[Text shown]
Teens Who Smoke Pot, Drink Alcohol Have Less Potential As Adults: Study
Teenagers who abuse alcohol and marijuana are probably not going to do much with their lives, according to new research.
Scientists were investigating the link between dependency on those two drugs and life achievements when they found that the young adults they were studying, who had problems with alcohol and pot, were less likely to move beyond a low education level, get married or find full-time employment. That research, which is still preliminary, was presented this week at the American Public Health Association’s annual conference, according to the University of Connecticut, and could shed more light on the effect of teenage substance abuse later in life.

[Source data]

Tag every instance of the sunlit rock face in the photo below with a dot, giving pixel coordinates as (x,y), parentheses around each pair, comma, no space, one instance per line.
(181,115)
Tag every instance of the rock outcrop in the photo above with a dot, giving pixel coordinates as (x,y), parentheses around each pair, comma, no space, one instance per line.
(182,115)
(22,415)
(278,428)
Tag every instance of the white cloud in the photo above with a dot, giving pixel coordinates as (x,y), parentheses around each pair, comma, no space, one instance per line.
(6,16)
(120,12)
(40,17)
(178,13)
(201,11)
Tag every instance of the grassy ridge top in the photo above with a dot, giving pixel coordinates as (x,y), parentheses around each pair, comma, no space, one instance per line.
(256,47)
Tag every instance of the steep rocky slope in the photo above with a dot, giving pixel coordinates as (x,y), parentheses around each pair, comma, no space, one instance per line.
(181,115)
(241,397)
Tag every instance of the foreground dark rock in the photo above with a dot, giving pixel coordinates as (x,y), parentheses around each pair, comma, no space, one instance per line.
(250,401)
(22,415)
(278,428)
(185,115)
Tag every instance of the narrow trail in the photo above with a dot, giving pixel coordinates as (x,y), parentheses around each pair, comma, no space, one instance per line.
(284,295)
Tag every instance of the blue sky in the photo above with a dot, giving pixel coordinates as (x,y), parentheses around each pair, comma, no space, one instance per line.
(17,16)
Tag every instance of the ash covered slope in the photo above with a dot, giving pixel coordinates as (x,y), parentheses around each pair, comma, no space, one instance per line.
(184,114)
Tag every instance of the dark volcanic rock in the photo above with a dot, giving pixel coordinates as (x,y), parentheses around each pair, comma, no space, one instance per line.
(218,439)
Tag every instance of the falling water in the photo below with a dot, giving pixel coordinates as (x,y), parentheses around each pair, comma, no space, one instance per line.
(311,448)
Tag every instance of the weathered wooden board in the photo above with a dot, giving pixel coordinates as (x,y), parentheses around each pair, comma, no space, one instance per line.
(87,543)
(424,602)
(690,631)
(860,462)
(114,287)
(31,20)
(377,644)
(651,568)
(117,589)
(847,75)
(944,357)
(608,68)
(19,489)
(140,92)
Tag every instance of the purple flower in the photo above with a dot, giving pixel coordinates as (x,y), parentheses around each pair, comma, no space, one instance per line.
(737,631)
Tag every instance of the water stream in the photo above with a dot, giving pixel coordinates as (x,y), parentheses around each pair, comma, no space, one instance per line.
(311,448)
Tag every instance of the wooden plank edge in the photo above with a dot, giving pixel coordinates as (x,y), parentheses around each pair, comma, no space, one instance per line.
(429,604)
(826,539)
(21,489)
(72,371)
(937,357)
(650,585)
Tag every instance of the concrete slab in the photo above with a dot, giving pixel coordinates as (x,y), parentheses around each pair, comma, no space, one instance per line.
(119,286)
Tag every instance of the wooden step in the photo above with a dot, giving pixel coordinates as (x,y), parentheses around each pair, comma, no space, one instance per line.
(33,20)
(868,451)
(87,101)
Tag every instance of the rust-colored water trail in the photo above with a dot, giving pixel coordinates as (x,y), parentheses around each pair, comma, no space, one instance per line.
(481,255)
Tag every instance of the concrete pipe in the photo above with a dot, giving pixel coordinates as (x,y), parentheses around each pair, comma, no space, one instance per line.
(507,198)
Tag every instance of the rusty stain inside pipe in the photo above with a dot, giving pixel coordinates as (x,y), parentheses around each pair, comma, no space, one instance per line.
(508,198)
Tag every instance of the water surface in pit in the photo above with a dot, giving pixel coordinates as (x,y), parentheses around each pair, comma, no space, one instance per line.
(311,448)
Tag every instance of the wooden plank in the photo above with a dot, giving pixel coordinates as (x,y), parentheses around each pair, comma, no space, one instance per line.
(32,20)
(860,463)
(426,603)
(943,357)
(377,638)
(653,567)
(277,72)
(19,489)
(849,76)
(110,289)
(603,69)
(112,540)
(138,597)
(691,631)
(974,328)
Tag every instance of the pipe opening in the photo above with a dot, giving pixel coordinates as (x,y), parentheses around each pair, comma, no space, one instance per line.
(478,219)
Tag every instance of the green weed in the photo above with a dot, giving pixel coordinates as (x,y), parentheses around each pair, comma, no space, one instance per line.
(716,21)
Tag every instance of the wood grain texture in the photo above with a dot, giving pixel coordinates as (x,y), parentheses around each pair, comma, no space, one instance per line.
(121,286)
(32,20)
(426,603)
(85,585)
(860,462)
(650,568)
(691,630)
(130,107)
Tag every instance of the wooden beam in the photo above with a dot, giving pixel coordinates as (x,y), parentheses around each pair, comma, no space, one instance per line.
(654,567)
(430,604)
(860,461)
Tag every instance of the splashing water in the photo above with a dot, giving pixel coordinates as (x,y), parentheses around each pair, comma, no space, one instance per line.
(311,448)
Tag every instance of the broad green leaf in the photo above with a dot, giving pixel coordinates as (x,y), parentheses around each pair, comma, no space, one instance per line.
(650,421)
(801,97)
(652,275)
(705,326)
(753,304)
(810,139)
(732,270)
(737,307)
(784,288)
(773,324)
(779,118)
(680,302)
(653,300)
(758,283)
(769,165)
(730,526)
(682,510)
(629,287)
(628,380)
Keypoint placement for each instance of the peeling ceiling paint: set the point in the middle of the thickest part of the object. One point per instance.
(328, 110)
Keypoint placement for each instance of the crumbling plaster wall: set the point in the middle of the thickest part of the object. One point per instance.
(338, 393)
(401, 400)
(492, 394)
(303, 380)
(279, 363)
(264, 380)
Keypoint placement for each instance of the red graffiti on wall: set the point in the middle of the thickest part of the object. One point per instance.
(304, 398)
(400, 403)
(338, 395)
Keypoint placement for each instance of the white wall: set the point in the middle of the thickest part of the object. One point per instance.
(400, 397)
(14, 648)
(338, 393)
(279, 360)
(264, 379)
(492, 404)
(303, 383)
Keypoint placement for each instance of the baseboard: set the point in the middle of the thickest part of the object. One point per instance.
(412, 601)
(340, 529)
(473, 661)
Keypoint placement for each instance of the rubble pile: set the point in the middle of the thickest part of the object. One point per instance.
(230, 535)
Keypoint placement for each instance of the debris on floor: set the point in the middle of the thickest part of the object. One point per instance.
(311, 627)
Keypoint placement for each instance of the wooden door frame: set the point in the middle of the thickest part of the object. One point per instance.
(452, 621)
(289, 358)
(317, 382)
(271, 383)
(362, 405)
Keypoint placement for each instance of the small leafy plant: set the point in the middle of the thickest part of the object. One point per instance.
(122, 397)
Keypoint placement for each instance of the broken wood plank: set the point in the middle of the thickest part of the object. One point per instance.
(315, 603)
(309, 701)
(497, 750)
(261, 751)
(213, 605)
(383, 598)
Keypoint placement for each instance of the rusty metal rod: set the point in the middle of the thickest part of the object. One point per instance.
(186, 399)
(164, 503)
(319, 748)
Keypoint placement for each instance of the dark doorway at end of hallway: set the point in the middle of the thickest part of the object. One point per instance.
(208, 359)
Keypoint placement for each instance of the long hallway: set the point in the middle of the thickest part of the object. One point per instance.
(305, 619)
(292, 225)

[Task set]
[1] Retype the article on teen alcohol and marijuana use between "Teens Who Smoke" and "to new research.", inclusive.
[2] Extend the article on teen alcohol and marijuana use past its final sentence.
The listing comes from a separate source.

[Answers for the tasks]
[1]
Teens Who Smoke Pot, Drink Alcohol Have Less Potential As Adults: Study
Teenagers who abuse alcohol and marijuana are probably not going to do much with their lives, according to new research.

[2]
The researchers analyzed data on almost 1,200 people from around the U.S. taken between the age of 12 and their early to late adulthood, some as late as 34 years old. The majority of those kids, whose information was part of a database dedicated to information on the genetics of alcoholism with the National Institutes of Health, had a close relative who was an alcoholic, such as a parent or grandparent. A number of the subjects were dependent on alcohol or marijuana while they were teenagers, and the data revealed those drug abusers did not go as far in their education, had less socioeconomic potential and did not as often get married as teens without those dependencies or addictions.
Results also suggested that young men in these categories were worse off than their female counterparts: The young women who had drug dependency issues as teens were not less likely to get married or have full-time employment than young women who stayed clean.
“This study found that chronic marijuana use in adolescence was negatively associated with achieving important developmental milestones in young adulthood,” researcher Elizabeth Harari said in the university statement. “Awareness of marijuana’s potentially deleterious effects will be important moving forward, given the current move in the U.S. toward marijuana legalization for medicinal and possibly recreational use.”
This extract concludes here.